__Selected passage__.
Discover the Two Restoration Projects Receiving Support from the TEFAF Museum Restoration Fund This Year

In 2024, the fund will support the restoration of one of the finest Mannerist sculptures by Pietro Francavilla at the Wadsworth Atheneum Museum of Art and of a rare large-scale painting by Ludovico Mazzolino from the collection of the National Gallery of Ireland

The TEFAF Museum Restoration Fund (TMRF) was established in 2012 with the purpose to support and promote the professional restoration and related scholarly research of significant museum artworks. The commitment to championing art in all its forms is reflected in the global grant application process, welcoming submissions from museums worldwide and open to artworks from any period. Each year, the fund allocates a maximum of €50,000 to selected projects, a process overseen by a committee of independent experts.

In 2024, the TMRF has been awarded to the Wadsworth Atheneum Museum of Art and the National Gallery of Ireland to restore two important works from their collections: Venus with a Nymph and Satyr (1600) by the Franco-Flemish sculptor Pietro Francavilla and Italian Renaissance artist Ludovico Mazzolino’s The Crossing of the Red Sea (1521), respectively.

__Listed records__.
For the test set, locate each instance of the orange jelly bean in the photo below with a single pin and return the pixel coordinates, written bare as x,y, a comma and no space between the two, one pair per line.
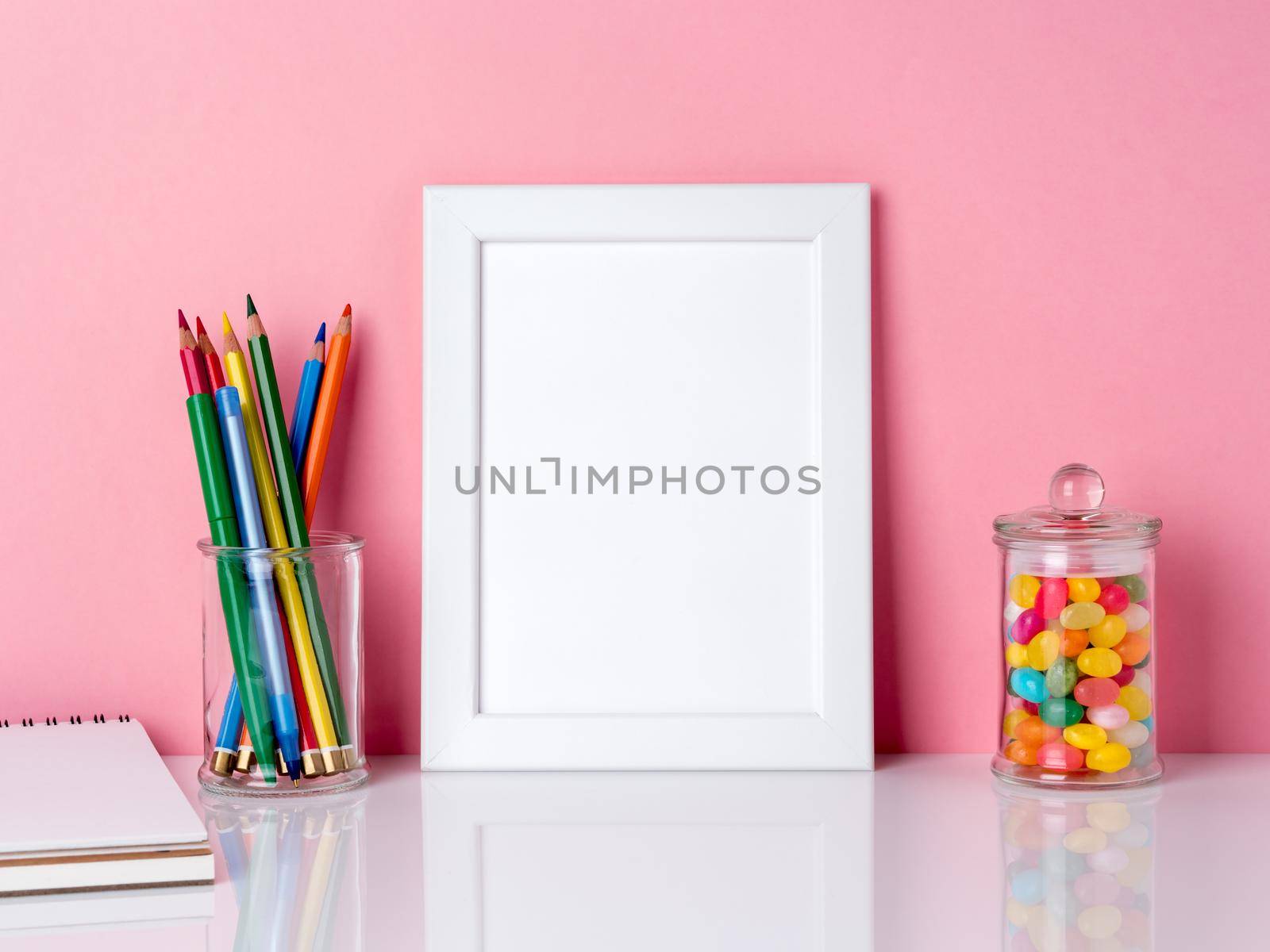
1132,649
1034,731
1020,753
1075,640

* * *

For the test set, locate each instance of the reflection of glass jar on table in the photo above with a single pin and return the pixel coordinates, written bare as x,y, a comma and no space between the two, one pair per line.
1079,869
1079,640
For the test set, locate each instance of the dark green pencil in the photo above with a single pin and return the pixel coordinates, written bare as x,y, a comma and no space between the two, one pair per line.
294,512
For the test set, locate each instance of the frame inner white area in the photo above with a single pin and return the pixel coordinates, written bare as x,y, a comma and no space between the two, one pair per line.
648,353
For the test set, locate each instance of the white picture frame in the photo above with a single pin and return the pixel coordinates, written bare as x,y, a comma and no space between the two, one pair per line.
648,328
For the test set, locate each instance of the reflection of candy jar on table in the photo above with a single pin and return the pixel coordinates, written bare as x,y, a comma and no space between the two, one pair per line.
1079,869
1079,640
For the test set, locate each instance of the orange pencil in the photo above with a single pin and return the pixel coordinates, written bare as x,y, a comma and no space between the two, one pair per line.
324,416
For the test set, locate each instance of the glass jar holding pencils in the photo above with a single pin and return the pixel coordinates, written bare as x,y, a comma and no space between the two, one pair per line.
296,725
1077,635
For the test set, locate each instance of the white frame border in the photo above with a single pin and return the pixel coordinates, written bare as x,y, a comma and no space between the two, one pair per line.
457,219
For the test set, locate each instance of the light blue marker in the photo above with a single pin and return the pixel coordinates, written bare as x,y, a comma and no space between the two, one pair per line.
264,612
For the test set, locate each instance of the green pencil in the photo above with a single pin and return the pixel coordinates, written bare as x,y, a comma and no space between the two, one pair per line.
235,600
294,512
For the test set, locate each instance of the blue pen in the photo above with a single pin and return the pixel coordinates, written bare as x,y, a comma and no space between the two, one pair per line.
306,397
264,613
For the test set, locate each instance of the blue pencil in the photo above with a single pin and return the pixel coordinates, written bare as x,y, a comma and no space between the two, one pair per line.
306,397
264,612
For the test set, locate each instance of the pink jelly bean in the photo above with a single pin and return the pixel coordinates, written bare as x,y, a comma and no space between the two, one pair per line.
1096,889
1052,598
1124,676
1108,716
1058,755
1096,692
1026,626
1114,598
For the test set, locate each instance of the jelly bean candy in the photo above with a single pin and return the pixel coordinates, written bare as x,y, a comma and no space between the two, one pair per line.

__List of tasks__.
A: Answer these questions about the TEFAF restoration fund announcement above:
(i) In what year was the fund established?
(ii) What is the most the fund allocates to selected projects each year?
(iii) Who painted The Crossing of the Red Sea?
B: Does each statement agree with the TEFAF restoration fund announcement above? Answer yes or no and quote the words that decide it.
(i) The fund accepts applications only from museums in Europe.
(ii) A committee of independent experts oversees the selection of projects.
(iii) Venus with a Nymph and Satyr dates from 1521.
C: Can you carry the TEFAF restoration fund announcement above forward from its last sentence?

__Solved tasks__.
A:
(i) 2012
(ii) €50,000
(iii) Ludovico Mazzolino

B:
(i) No: "welcoming submissions from museums worldwide"
(ii) Yes: "a process overseen by a committee of independent experts"
(iii) No: "Venus with a Nymph and Satyr (1600)"

C:
Wadsworth Atheneum Museum of Art

The Wadsworth Atheneum Museum of Art, founded in 1842, is the oldest continuously operating public art museum in the United States. It houses an expansive collection of nearly 50,000 artworks spanning 5,000 years, showcasing European art from antiquity to Modernism and American art from the 1600s to the present. With works by Caravaggio, Frederic Church, Georgia O’Keeffe, Salvador Dalí, Kara Walker, among many others, the institution presents exhibitions which delve into every era of art history.

With the support of the TMRF, the museum will restore Venus with a Nymph and Satyr by Pietro Francavilla (1548–1615), the most important example of Mannerist art in the museum’s collection. The sculpture was acquired in 1933 to serve as a dynamic counterpoint to the Modernist interior in the then new Avery Memorial building. Matthew Hargraves, director of the Wadsworth Atheneum, emphasizes how the sculpture exemplifies the symbiotic relationship between the art of the past and present: “Francavilla’s Venus continues to be emblematic of the Wadsworth Atheneum’s ability and desire to embrace the finest art both old and new.” Following his education in Paris and Innsbruck, Francavilla went on to become the principal assistant to the preeminent Mannerist sculptor Giambologna in Florence.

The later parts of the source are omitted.